TASK DESCRIPTION – Please recast the lines below as a JSON list of strings, with one string per line and blank lines left out.

DATA SUPPLIED –

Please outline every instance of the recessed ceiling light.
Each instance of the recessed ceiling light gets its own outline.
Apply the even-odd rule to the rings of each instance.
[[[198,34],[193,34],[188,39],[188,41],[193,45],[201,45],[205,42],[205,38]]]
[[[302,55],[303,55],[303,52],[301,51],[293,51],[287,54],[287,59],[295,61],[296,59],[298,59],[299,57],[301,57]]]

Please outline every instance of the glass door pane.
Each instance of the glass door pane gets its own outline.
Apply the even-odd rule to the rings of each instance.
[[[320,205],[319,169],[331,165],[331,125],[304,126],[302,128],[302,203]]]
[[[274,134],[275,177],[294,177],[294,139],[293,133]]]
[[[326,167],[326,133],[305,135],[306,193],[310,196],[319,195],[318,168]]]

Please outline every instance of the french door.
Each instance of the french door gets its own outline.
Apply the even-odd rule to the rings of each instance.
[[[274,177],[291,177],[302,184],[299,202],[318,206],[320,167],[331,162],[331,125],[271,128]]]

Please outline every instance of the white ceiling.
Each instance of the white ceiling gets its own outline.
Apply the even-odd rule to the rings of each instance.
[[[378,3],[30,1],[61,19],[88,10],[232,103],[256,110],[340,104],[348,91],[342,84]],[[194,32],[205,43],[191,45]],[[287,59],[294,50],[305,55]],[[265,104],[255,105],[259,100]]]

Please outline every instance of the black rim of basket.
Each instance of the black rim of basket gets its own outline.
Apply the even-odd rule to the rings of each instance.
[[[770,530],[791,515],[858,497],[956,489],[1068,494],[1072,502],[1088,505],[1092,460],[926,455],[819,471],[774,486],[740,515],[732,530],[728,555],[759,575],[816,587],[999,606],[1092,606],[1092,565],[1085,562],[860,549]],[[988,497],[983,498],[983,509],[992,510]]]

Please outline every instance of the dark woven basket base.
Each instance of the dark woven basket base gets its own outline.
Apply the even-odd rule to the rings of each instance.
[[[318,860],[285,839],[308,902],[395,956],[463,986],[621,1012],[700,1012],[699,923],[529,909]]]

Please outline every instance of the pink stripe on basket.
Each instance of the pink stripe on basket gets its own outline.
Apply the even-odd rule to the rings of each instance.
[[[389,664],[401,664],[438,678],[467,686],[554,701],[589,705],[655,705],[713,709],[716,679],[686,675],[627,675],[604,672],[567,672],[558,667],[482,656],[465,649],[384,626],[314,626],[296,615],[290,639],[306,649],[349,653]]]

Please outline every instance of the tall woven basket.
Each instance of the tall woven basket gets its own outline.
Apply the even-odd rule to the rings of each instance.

CORRECT RESPONSE –
[
  "Please outline every instance of the recessed ceiling light.",
  "Each instance of the recessed ceiling light gets its own outline.",
  "Apply the even-odd rule to the rings of each instance.",
  "[[[198,34],[193,34],[188,39],[188,41],[193,45],[201,45],[205,42],[205,38]]]",
  "[[[302,55],[303,55],[303,52],[301,51],[293,51],[287,54],[287,59],[295,61],[296,59],[298,59],[299,57],[301,57]]]",
  "Please outline every instance of the glass door pane.",
  "Each instance of the glass door pane gets its own outline.",
  "Apply the even-odd rule to the rings of each instance.",
  "[[[320,205],[319,169],[331,165],[331,125],[304,126],[302,128],[302,203]]]",
  "[[[274,134],[275,177],[294,177],[294,139],[293,133]]]",
  "[[[326,167],[326,133],[305,135],[306,193],[310,196],[319,195],[318,168]]]",
  "Please outline every instance of the french door.",
  "Each instance of the french door gets its own outline.",
  "Apply the even-odd rule to the rings of each instance.",
  "[[[274,177],[291,177],[302,184],[299,202],[318,206],[320,167],[331,162],[331,125],[271,128]]]",
  "Please outline every instance of the white ceiling.",
  "Each instance of the white ceiling gets its own outline.",
  "Apply the even-odd rule to the rings of each instance.",
  "[[[378,3],[30,1],[61,19],[88,10],[232,103],[256,110],[340,104],[348,91],[342,84]],[[194,32],[205,43],[191,45]],[[287,59],[294,50],[305,55]],[[265,104],[255,105],[259,100]]]",
  "Please outline every instance of the black rim of basket.",
  "Each instance of the black rim of basket gets its own outline.",
  "Apply the even-odd rule to the rings of each instance.",
  "[[[770,530],[791,515],[858,497],[956,489],[1068,494],[1072,502],[1088,505],[1092,460],[926,455],[819,471],[774,486],[740,515],[732,530],[728,555],[759,575],[816,587],[999,606],[1092,606],[1092,565],[1085,562],[860,549]],[[988,497],[983,498],[983,509],[992,510]]]",
  "Please outline every instance of the dark woven basket base.",
  "Each instance of the dark woven basket base gets its own outline.",
  "Apply the even-odd rule to the rings of each instance.",
  "[[[318,860],[285,839],[308,902],[395,956],[463,986],[621,1012],[700,1012],[699,923],[529,909]]]",
  "Please outline every instance of the pink stripe on basket.",
  "Each instance of the pink stripe on basket gets its own outline.",
  "Apply the even-odd rule to the rings of each instance.",
  "[[[389,664],[401,664],[438,678],[467,686],[554,701],[589,705],[655,705],[713,709],[716,679],[686,675],[627,675],[604,672],[567,672],[558,667],[482,656],[465,649],[384,626],[314,626],[296,615],[290,639],[306,649],[349,653]]]",
  "Please outline every instance of the tall woven basket.",
  "Each instance of the tall woven basket gets its own outline.",
  "Apply the even-odd rule to the rings of each instance."
]